--- start ---

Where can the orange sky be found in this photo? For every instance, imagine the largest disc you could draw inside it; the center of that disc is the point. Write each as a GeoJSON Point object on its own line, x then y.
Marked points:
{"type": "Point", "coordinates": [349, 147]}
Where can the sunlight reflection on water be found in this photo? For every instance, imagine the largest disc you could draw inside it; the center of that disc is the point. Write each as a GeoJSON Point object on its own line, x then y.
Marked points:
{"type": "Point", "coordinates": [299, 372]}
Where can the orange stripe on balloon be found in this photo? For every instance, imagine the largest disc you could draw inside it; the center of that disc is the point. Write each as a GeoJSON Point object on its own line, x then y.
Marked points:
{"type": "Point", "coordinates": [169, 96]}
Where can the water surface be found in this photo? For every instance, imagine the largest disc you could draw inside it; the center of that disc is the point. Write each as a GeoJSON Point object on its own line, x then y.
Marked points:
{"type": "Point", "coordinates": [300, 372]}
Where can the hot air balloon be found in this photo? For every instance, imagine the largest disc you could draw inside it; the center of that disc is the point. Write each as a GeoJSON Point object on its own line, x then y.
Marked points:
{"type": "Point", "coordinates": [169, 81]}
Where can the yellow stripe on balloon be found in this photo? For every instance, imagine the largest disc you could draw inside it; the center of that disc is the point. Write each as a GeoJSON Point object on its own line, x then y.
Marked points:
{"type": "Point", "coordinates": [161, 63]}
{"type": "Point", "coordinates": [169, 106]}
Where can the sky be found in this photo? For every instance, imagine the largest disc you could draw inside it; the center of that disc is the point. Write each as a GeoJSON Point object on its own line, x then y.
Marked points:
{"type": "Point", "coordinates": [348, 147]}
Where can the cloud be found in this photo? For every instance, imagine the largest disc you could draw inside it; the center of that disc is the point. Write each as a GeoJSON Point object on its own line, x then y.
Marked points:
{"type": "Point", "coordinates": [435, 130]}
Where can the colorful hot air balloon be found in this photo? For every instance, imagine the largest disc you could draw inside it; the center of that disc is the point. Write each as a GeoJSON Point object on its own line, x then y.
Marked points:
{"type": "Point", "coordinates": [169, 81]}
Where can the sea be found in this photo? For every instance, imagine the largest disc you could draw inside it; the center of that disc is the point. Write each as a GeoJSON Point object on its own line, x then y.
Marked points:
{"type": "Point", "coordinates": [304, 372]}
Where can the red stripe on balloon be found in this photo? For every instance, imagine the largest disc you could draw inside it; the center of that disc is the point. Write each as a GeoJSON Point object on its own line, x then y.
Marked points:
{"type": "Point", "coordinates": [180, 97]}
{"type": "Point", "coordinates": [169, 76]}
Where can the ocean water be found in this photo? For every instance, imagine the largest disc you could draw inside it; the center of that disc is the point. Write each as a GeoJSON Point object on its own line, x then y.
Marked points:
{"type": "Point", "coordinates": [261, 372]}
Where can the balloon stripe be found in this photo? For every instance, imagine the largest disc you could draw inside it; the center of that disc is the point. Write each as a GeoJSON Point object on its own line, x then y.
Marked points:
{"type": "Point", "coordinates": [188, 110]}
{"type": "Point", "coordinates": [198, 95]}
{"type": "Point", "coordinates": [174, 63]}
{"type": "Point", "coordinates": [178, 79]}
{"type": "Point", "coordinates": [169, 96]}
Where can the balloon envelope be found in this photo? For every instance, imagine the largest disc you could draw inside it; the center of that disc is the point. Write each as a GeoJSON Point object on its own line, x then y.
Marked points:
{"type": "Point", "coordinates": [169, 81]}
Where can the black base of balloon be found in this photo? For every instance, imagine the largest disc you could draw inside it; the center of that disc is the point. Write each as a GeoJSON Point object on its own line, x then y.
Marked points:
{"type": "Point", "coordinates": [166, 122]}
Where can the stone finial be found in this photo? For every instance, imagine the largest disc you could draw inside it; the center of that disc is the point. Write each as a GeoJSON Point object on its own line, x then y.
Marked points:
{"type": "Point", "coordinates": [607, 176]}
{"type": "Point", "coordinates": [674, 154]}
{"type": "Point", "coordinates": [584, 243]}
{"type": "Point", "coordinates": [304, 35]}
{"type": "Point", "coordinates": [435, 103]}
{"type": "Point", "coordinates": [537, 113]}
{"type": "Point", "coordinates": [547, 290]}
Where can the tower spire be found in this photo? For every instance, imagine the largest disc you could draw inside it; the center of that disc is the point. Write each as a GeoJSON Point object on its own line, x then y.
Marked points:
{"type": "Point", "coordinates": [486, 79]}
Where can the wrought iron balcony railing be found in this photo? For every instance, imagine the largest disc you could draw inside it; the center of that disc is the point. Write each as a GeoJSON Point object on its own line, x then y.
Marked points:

--- end ---

▶ **What is being asked**
Extract all of the data exactly as written.

▶ **Solution**
Where can the orange sky be found in this photo? For every instance, imagine the largest disc you could draw inside it; the center of that disc is the point. Write each as a GeoJSON Point object on its own line, x then y.
Marked points:
{"type": "Point", "coordinates": [349, 147]}
Where can the sunlight reflection on water be found in this photo? For every instance, imagine the largest disc you could draw inside it; the center of that disc is the point. Write each as a GeoJSON Point object on its own line, x then y.
Marked points:
{"type": "Point", "coordinates": [299, 372]}
Where can the orange stripe on balloon be found in this photo? For every instance, imagine the largest disc you could draw inside it; the center of that disc is the point. Write each as a GeoJSON Point object on its own line, x then y.
Marked points:
{"type": "Point", "coordinates": [169, 96]}
Where can the water surface be found in this photo? For every instance, imagine the largest disc you could draw inside it; the center of that disc is the point. Write each as a GeoJSON Point object on its own line, x then y.
Marked points:
{"type": "Point", "coordinates": [300, 372]}
Where can the hot air balloon be found in this photo? For every instance, imagine the largest disc you could draw inside it; the center of that disc is the point. Write each as a GeoJSON Point object on its own line, x then y.
Marked points:
{"type": "Point", "coordinates": [169, 81]}
Where can the yellow stripe on balloon be found in this photo? For every instance, imagine the largest disc you could draw inside it; the center of that disc is the point. Write each as a GeoJSON Point object on its own line, x then y.
Marked points:
{"type": "Point", "coordinates": [161, 63]}
{"type": "Point", "coordinates": [169, 106]}
Where can the sky be found in this photo? For every instance, imagine the largest disc you could draw inside it; the center of that disc is the point. Write each as a GeoJSON Point object on its own line, x then y.
Marked points:
{"type": "Point", "coordinates": [348, 147]}
Where can the cloud be found in this photo? For every instance, imagine the largest disc you could draw inside it; the center of that disc is the point. Write each as a GeoJSON Point object on its own line, x then y.
Marked points:
{"type": "Point", "coordinates": [435, 130]}
Where can the colorful hot air balloon be found in this photo? For every instance, imagine the largest disc you could draw inside it; the center of that disc is the point. Write each as a GeoJSON Point object on its own line, x then y.
Marked points:
{"type": "Point", "coordinates": [169, 81]}
Where can the sea be found in this photo? For every instance, imagine the largest disc you could draw inside it; the center of that disc is the point. Write each as a GeoJSON Point object on its own line, x then y.
Marked points:
{"type": "Point", "coordinates": [304, 372]}
Where can the red stripe on balloon be found in this photo? For every instance, imagine the largest disc you could draw inside it; the center of that disc is the point. Write each as a GeoJSON Point object on its own line, x then y.
Marked points:
{"type": "Point", "coordinates": [180, 97]}
{"type": "Point", "coordinates": [169, 76]}
Where can the ocean water be found in this photo? For every instance, imagine the largest disc you could draw inside it; the center of that disc is the point. Write each as a GeoJSON Point object on its own line, x then y.
Marked points:
{"type": "Point", "coordinates": [261, 372]}
Where can the balloon stripe be found in this photo? For every instance, imagine the largest disc you could draw inside it; the center of that disc is the point. Write each as a GeoJSON Point object on its own line, x then y.
Marked points:
{"type": "Point", "coordinates": [188, 110]}
{"type": "Point", "coordinates": [198, 95]}
{"type": "Point", "coordinates": [174, 63]}
{"type": "Point", "coordinates": [178, 79]}
{"type": "Point", "coordinates": [169, 96]}
Where can the balloon envelope be found in this photo? For every instance, imagine the largest disc you could draw inside it; the center of that disc is the point. Write each as a GeoJSON Point object on its own line, x then y.
Marked points:
{"type": "Point", "coordinates": [169, 81]}
Where can the black base of balloon be found in this photo? For every instance, imagine the largest disc you could draw inside it; the center of that disc is the point. Write each as a GeoJSON Point object on its own line, x then y.
Marked points:
{"type": "Point", "coordinates": [166, 122]}
Where can the stone finial be found in this photo? For every instance, imagine the largest disc you could draw inside it; the center of that disc is the point. Write each as a GeoJSON Point object on its own line, x then y.
Marked points:
{"type": "Point", "coordinates": [607, 176]}
{"type": "Point", "coordinates": [674, 154]}
{"type": "Point", "coordinates": [584, 243]}
{"type": "Point", "coordinates": [304, 35]}
{"type": "Point", "coordinates": [435, 103]}
{"type": "Point", "coordinates": [537, 113]}
{"type": "Point", "coordinates": [547, 290]}
Where can the tower spire be found in this photo? For every instance, imagine the largest disc you could draw inside it; the center of that disc is the point. Write each as a GeoJSON Point object on its own line, x then y.
Marked points:
{"type": "Point", "coordinates": [486, 79]}
Where can the wrought iron balcony railing be found in this photo? For every instance, imagine the largest disc you could draw inside it; the center of that disc is the point. Write each as a GeoJSON Point object on its own line, x then y.
Marked points:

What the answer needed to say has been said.